#### Yapılacak Görevler:
1. Samiha Ayverdi metninde "İSTANBUL (AA) - FATİH" ile "Şehzadebaşı'nda dünyaya geldi." arasındaki bölümü, her iki uç dahil olmak üzere aynen tekrarla.
2. Samiha Ayverdi metnine göre Ayverdi hangi yıl Süleymaniye Kız Numune Mektebinden mezun oldu?
3. Samiha Ayverdi metninde "Samiha Ayverdi, henüz 3-4 yaşındayken" diye başlayan paragrafı, ana bilgileri koruyarak daha kısa biçimde yeniden yaz.

#### Metin:
##########

Türk-İslam münevveri bir mütefekkir: Samiha Ayverdi

Türk-İslam münevveri bir mütefekkir: Samiha Ayverdi

Roman, hikaye, tarih, anı, düz yazı ve şiir gibi birçok alanda esere imza atan, yazar, mütefekkir ve mutasavvıf Samiha Ayverdi'nin vefatının üzerinden 30 yıl geçti.

İSTANBUL (AA) - FATİH TÜRKYILMAZ - Roman, hikaye, tarih, anı, düz yazı ve şiir gibi birçok alanda esere imza atan, yazar, mütefekkir ve mutasavvıf Samiha Ayverdi'nin vefatının üzerinden 30 yıl geçti.

Ayverdi, 25 Kasım 1905'te Meliha Hanım ile Piyade Kaymakamı Yarbay İsmail Hakkı Bey'in ikinci çocuğu olarak İstanbul Şehzadebaşı'nda dünyaya geldi.

Sanat tarihçisi Ekrem Hakkı Ayverdi'nin kardeşi olan yazarın baba tarafı Ramazan oğullarına, anne tarafı ise Bektaşi dervişi Gül Baba'ya kadar uzanıyor.

- Babasının kütüphanesiyle kendisini yetiştirdi

Samiha Ayverdi, henüz 3-4 yaşındayken babasının kendi evlerinde düzenlediği ve Ziya Paşa, Cevdet Paşa, Ahmet İzzet Paşa, Çürüksulu Mahmut Paşa ile ressam Ali Rıza Bey'in yer aldığı selamlık sohbetlerine katıldı.

Mahalle mektebine 5 yaşında başlayan usta edebiyatçı, babasının zengin kütüphanesiyle kendini yetiştirdi.

Ayverdi, 1921'de Süleymaniye Kız Numune Mektebinden mezun olduktan sonra tarih, tasavvuf, felsefe ve edebiyat alanlarında aldığı özel derslerle eğitim hayatını sürdürdü.

##########

#### Ham Kayıtlar:

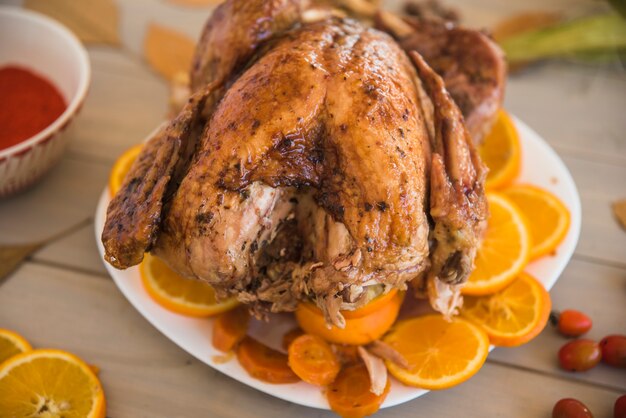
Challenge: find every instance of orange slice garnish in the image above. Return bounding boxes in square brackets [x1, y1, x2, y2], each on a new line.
[296, 289, 404, 345]
[502, 185, 570, 260]
[462, 193, 531, 295]
[383, 315, 489, 389]
[0, 350, 106, 418]
[0, 328, 32, 363]
[461, 273, 552, 347]
[478, 110, 522, 190]
[109, 144, 143, 196]
[139, 254, 237, 317]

##########

#### Görevlerin Yanıtları:
1.
İSTANBUL (AA) - FATİH TÜRKYILMAZ - Roman, hikaye, tarih, anı, düz yazı ve şiir gibi birçok alanda esere imza atan, yazar, mütefekkir ve mutasavvıf Samiha Ayverdi'nin vefatının üzerinden 30 yıl geçti.

Ayverdi, 25 Kasım 1905'te Meliha Hanım ile Piyade Kaymakamı Yarbay İsmail Hakkı Bey'in ikinci çocuğu olarak İstanbul Şehzadebaşı'nda dünyaya geldi.

2. 1921'de.

3. Ayverdi 3-4 yaşındayken babasının evde düzenlediği selamlık sohbetlerine katıldı. Bu sohbetlerde Ziya Paşa, Cevdet Paşa, Ahmet İzzet Paşa, Çürüksulu Mahmut Paşa ve ressam Ali Rıza Bey bulunuyordu.